The Little Gods

Coming home with opiates after surgery….what could go wrong?

Remington Write
The Partnered Pen
Published in
6 min readNov 9, 2020

--

Photo Credits — Cindy Shebley / Flickr

A week ago Friday, I arrived at the hospital at 7 am having fasted since midnight, ready for my procedure. Sometime around 10 am — I was unconscious so I can’t attest to the exact time — a surgeon pulled my scarred and troublesome gallbladder out of an incision by my belly button. I came to in the recovery room as a sweet, friendly and very young nurse asked what my pain level was. Whatever my response, hers was immediate — more intravenous Dilaudid.

I had dutifully told everyone who came in contact with me at the hospital — ok, not the admissions person — that as a recovering drug addict it’s important that narcotics are only used when medically indicated.

In my darkest and most secret heart, however, I was counting on those well-trained medical professionals to make the right decision and give me the good stuff. They did. First, it was that flow of Dilaudid directly into my veins. That lasted an hour or so. I floated sweetly and understood at last why every junkie I knew back in Cleveland in the late 1980s was ready to pony up fifteen bucks for those little gods.

I was sent home with a prescription for ten Percocet and fifteen Tramadol. No refills.

Excerpted data >>
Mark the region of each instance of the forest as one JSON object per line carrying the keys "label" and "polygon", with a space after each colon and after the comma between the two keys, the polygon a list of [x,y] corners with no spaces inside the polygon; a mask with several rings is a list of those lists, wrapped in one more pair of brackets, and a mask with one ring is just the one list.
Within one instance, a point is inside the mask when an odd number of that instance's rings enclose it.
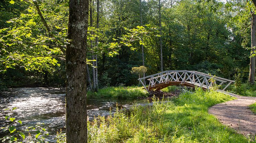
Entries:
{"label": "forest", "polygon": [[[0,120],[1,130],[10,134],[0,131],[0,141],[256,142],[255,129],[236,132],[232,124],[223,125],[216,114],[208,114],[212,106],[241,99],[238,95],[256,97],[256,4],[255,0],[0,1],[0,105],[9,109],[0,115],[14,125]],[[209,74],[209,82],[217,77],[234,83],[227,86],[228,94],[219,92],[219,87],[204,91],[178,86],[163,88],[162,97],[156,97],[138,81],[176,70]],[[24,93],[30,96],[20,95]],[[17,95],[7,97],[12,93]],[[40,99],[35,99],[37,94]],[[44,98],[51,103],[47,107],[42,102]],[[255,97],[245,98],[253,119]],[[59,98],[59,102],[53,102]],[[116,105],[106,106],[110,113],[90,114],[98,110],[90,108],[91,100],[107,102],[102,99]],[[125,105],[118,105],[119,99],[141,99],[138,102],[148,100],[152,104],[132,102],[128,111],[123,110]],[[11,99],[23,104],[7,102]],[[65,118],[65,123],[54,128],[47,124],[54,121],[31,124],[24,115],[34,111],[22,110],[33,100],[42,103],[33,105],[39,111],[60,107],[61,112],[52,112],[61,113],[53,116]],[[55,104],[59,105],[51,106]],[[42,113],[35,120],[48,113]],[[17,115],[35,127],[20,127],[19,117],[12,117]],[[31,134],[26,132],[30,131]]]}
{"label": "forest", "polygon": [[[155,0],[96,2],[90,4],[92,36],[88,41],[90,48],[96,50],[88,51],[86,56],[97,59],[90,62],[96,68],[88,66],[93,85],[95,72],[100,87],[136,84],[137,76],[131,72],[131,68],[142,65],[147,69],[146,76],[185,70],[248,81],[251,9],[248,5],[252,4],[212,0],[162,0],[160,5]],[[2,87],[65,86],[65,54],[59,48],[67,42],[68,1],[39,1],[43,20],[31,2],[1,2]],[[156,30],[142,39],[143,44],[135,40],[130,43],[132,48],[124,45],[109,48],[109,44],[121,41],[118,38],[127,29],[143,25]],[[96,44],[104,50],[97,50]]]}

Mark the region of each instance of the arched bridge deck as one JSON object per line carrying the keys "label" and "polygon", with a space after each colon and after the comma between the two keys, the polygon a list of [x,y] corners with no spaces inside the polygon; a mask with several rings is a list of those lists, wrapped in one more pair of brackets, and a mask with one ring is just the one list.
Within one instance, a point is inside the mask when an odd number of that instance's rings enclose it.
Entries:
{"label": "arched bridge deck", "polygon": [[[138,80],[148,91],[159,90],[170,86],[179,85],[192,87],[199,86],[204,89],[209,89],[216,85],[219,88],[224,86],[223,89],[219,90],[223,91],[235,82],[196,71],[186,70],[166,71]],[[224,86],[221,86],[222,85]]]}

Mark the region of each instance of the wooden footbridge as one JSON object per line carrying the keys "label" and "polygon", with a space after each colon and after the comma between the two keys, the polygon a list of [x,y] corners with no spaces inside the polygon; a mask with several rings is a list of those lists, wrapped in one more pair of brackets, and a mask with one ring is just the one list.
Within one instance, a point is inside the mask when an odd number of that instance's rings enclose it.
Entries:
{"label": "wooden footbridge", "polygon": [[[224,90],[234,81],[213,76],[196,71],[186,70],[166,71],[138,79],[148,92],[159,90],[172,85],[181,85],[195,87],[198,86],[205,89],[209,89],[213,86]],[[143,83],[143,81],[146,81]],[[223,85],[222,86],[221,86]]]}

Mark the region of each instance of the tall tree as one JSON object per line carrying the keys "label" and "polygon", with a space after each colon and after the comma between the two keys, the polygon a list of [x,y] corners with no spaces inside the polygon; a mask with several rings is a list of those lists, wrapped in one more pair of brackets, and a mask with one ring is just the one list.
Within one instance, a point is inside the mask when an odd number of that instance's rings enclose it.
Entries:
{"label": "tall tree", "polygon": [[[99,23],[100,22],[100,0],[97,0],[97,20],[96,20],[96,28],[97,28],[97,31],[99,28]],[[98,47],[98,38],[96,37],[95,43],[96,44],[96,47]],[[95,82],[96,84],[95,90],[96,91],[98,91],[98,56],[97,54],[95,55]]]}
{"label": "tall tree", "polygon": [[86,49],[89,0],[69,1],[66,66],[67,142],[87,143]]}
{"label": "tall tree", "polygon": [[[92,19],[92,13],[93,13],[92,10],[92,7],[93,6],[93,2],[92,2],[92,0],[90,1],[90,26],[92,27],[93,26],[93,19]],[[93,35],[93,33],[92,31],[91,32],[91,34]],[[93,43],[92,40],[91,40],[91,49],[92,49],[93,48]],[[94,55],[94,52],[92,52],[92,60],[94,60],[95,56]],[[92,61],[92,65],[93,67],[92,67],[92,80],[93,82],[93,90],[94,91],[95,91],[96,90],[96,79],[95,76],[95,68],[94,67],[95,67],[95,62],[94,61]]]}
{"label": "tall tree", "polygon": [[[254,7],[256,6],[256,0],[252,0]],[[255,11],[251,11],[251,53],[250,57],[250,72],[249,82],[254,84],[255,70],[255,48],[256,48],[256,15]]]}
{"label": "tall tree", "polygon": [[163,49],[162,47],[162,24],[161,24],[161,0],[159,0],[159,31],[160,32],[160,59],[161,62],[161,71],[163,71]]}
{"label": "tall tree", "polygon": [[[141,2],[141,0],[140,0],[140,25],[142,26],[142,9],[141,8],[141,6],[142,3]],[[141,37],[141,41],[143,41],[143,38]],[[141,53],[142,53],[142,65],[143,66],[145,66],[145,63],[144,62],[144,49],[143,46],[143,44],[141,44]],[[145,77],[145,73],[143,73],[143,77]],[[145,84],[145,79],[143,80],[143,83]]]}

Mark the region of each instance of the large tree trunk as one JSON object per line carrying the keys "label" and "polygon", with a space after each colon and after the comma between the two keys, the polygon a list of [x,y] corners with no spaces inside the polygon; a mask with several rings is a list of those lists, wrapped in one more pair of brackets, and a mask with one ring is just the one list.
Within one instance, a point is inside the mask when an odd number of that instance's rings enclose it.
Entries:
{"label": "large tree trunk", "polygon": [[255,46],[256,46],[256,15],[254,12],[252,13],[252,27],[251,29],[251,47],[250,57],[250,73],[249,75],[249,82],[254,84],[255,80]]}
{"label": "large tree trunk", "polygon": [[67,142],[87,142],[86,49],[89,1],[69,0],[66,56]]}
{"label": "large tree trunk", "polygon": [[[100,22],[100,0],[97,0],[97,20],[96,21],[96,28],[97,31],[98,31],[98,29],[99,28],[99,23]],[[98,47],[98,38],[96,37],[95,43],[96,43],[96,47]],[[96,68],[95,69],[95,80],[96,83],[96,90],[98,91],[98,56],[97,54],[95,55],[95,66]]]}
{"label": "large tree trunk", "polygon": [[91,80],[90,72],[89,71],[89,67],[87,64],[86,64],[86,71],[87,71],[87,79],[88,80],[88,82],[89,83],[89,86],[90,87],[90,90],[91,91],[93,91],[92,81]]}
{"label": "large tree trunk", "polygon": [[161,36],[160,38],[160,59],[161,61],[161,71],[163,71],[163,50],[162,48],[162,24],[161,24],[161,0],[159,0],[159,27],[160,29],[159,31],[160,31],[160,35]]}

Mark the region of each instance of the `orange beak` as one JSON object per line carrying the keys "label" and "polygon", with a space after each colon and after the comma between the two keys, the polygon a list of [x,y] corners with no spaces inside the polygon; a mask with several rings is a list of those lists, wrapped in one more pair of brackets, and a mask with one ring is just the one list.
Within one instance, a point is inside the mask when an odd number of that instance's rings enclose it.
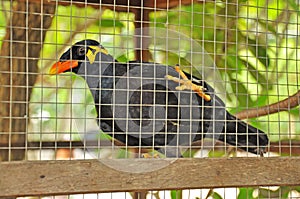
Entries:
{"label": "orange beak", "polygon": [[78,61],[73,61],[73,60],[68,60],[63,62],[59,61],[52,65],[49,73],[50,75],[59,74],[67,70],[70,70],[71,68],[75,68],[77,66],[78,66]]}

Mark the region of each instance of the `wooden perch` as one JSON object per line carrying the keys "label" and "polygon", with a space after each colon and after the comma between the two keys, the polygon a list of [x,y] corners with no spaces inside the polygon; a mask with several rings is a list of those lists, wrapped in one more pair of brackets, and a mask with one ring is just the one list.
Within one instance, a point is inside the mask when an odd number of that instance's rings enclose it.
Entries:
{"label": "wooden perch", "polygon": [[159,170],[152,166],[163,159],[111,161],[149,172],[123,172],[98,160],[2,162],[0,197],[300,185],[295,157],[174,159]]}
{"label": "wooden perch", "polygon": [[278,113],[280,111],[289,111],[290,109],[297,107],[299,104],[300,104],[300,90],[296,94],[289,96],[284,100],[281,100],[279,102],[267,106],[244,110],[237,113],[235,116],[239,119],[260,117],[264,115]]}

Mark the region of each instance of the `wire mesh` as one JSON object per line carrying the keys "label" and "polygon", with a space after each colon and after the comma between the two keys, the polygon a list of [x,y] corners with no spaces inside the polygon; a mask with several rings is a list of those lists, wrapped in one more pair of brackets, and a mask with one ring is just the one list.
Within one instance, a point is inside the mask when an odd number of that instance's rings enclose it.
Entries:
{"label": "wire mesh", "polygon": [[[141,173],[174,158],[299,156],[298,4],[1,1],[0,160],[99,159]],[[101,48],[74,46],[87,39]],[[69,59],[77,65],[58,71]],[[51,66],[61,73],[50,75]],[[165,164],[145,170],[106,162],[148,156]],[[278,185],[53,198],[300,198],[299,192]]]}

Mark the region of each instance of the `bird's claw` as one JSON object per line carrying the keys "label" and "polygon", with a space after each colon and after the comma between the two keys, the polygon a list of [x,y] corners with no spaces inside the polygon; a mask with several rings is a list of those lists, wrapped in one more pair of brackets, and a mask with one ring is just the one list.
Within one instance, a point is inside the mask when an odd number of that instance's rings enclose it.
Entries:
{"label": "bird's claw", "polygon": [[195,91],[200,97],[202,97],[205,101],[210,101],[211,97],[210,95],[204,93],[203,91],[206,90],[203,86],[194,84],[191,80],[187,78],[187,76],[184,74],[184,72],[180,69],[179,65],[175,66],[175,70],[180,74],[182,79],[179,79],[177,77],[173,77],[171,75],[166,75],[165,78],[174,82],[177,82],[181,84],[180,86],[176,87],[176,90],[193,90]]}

...

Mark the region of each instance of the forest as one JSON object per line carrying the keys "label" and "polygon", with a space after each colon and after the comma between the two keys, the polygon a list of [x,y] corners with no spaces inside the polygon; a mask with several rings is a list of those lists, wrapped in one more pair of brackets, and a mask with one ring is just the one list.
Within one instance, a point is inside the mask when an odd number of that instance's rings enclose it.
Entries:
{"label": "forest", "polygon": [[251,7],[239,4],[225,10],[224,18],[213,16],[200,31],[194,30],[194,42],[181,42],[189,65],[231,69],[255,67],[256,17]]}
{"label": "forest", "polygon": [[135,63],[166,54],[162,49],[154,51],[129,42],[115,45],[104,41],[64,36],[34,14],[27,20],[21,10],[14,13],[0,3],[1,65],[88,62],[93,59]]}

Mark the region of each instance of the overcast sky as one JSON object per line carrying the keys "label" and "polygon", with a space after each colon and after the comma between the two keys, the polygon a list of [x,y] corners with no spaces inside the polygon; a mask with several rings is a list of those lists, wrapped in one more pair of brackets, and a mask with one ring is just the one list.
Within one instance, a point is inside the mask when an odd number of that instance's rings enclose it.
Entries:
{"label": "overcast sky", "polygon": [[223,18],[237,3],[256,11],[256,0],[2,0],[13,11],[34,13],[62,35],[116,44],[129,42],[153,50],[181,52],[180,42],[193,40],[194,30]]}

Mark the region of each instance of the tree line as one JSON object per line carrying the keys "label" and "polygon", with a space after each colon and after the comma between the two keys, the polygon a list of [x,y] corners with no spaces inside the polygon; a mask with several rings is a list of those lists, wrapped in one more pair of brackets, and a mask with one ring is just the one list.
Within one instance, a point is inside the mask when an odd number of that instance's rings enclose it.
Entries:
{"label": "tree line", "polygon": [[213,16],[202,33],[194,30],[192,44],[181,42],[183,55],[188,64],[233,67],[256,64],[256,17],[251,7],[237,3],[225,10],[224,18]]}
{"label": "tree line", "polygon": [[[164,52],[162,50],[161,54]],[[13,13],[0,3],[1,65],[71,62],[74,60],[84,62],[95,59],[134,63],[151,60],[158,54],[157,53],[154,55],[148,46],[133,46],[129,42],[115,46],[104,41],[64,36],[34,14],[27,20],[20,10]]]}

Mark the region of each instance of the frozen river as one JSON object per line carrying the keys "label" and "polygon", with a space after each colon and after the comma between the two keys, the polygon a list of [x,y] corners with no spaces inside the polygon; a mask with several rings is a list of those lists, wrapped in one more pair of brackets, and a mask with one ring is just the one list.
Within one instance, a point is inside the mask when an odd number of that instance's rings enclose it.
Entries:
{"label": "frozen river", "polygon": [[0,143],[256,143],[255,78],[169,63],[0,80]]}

Try it >> In the surgery essay, what prescription was the writer sent home with? The lines play no part in what comes next.

Solution >> Ten Percocet and fifteen Tramadol, with no refills.